Directions for this task: Could you filter the material and copy every line where the word "instance" occurs?

Supplied material:
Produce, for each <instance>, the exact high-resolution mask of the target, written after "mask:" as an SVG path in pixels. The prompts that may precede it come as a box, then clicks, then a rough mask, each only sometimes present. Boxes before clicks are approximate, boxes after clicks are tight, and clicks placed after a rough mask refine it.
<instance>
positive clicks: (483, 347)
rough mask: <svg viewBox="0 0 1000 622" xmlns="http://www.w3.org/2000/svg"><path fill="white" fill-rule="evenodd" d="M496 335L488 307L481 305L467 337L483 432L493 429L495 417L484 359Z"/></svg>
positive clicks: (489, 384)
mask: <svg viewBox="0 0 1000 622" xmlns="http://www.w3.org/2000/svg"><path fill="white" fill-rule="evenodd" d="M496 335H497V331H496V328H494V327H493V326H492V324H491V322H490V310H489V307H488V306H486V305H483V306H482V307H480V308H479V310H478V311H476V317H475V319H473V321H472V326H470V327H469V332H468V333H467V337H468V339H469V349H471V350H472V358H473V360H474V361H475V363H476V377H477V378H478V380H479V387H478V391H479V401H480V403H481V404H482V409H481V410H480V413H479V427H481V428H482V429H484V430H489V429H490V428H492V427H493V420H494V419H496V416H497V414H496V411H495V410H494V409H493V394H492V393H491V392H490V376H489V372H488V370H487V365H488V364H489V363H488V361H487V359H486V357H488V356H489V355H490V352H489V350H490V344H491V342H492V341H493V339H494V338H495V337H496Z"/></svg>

Result:
Produce, for each <instance>, the exact high-resolution mask of the target, written after "mask:" as an SVG path in pixels. The prompts that may precede it come as a box, then clicks, then a rough mask, each only sometimes present. Boxes before clicks are approximate, boxes after clicks are tight, and clicks placed after a rough mask refine it.
<instance>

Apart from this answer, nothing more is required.